● Extract:
V. COURTS, CASES & COURT RULES
The Maryland Judiciary consists of the following courts:
- The Court of Appeals
- The Court of Appeals, the highest tribunal in the State of Maryland, was created by the Constitution of 1776. It hears cases almost exclusively by way of certiorari, a discretionary review process. The Court has exclusive jurisdiction over appeals in which a sentence of death is imposed.
- The web site provides general information on how to file petition for writ of certiorari, how to file appellate briefs, how to change your name on the Court's official roll (for attorneys), and how to obtain a certificate of good standing (for attorneys).
- The web site also provides biographical information of judges, court schedule, and fee schedule.
- See the next section for court opinions.
- The Court of Special Appeals
- The Court of Special Appeals is Maryland's intermediate appellate court, created in 1966.

● Given information:
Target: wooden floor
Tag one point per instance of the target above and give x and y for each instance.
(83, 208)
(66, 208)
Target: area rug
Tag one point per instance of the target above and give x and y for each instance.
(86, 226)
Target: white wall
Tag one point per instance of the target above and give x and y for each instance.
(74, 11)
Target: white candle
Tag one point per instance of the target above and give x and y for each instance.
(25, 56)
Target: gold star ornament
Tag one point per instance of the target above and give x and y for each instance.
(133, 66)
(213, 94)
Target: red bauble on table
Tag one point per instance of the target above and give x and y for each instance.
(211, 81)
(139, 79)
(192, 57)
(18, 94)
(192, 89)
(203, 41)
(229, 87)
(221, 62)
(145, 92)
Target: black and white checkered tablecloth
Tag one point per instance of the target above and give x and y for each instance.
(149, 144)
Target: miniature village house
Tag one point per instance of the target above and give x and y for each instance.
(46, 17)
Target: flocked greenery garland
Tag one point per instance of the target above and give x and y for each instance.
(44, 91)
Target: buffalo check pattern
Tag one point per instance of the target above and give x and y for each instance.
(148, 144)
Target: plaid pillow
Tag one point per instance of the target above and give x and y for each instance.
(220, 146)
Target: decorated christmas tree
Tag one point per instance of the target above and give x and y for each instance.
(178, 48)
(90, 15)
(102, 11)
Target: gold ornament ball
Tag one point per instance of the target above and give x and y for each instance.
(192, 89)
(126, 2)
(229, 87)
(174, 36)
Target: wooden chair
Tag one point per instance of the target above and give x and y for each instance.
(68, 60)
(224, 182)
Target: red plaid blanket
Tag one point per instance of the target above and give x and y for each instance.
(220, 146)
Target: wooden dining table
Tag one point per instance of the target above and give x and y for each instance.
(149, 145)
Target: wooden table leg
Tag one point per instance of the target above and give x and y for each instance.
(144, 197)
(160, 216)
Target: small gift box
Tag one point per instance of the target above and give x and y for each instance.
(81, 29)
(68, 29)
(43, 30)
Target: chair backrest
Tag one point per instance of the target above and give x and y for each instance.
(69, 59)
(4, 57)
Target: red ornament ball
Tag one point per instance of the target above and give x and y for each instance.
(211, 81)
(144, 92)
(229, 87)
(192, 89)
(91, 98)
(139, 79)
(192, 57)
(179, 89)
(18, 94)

● List of tasks:
**a)** Decide whether each statement agrees with the text on the Maryland Judiciary: (i) The Court of Appeals was created by the Constitution of 1776. (ii) The Court of Special Appeals is the highest tribunal in Maryland. (iii) The Court of Appeals hears cases mainly through appeals it must accept. Answer yes or no for each, quoting the deciding words.
**b)** Repeat word for word the passage of the text on the Maryland Judiciary from "V. COURTS, CASES" up to and including "death is imposed.".

● Responses to the exercise:
**a)**
(i) Yes: "The Court of Appeals, the highest tribunal in the State of Maryland, was created by the Constitution of 1776."
(ii) No: "The Court of Special Appeals is Maryland's intermediate appellate court, created in 1966."
(iii) No: "It hears cases almost exclusively by way of certiorari, a discretionary review process."

**b)**
V. COURTS, CASES & COURT RULES
The Maryland Judiciary consists of the following courts:
- The Court of Appeals
- The Court of Appeals, the highest tribunal in the State of Maryland, was created by the Constitution of 1776. It hears cases almost exclusively by way of certiorari, a discretionary review process. The Court has exclusive jurisdiction over appeals in which a sentence of death is imposed.